What you will do:
Type out each entry exactly as it appears, but keep every image out.

Data shown:
*-*-*
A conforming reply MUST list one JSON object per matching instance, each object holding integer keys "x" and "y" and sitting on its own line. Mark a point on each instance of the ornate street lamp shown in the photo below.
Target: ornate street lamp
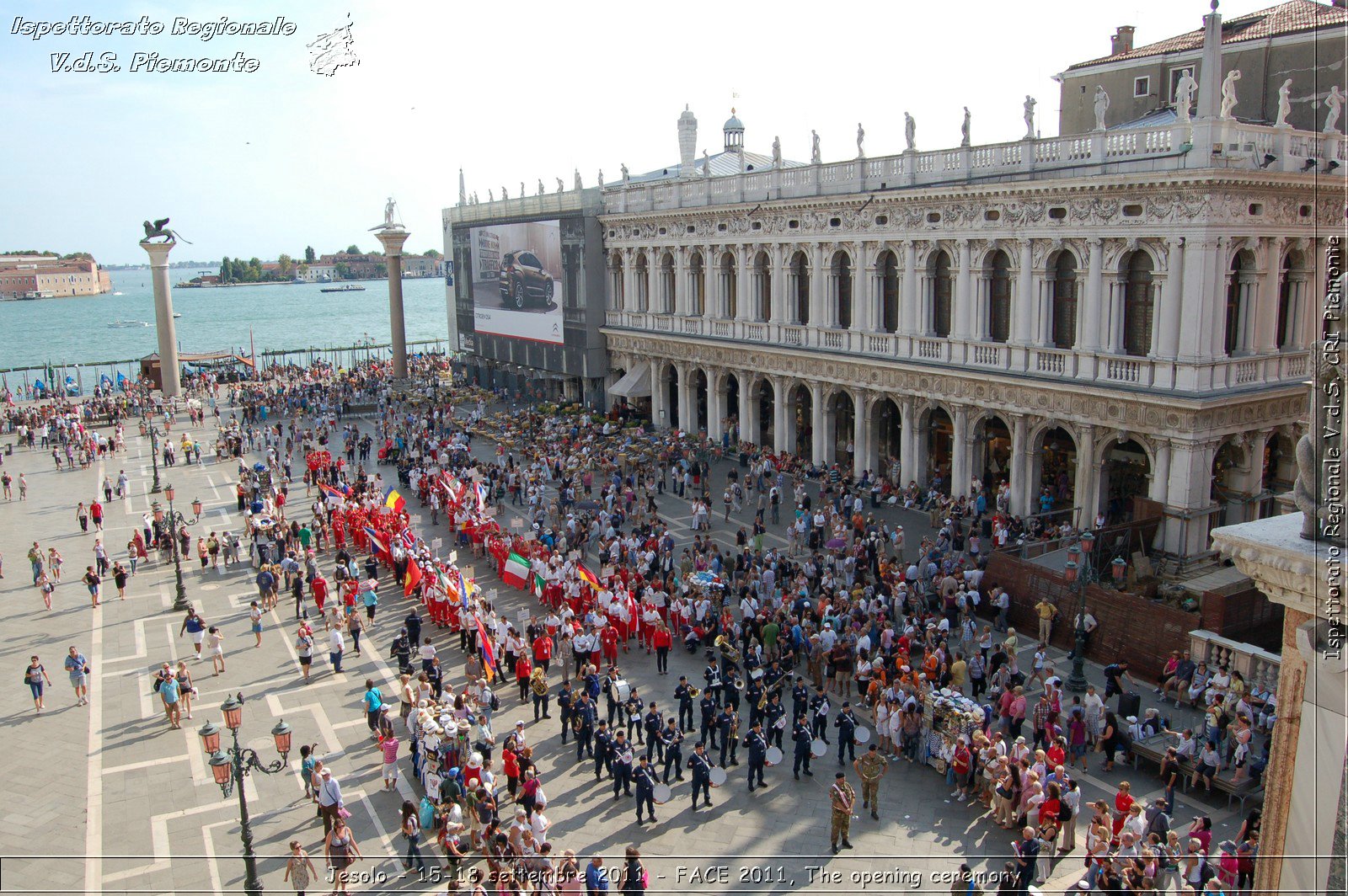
{"x": 229, "y": 767}
{"x": 173, "y": 522}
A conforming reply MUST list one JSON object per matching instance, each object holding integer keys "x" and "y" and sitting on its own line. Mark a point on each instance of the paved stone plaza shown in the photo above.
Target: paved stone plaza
*-*-*
Answer box:
A conforming reply MUST list one JSON object per matching instance, each object holding integer keys "x" and "y" and sitting on its own line. Mark a point on each instance of the ornate street lamp shown in the photo below.
Target: ornate street lamp
{"x": 229, "y": 767}
{"x": 173, "y": 522}
A conforming reply MUST list one JSON object per matching instance, each object holding integer keys "x" and "y" and sitting on its own line. Mark a point on each instance of the paved stone plaza shown in the photo above.
Target: paved stone plaza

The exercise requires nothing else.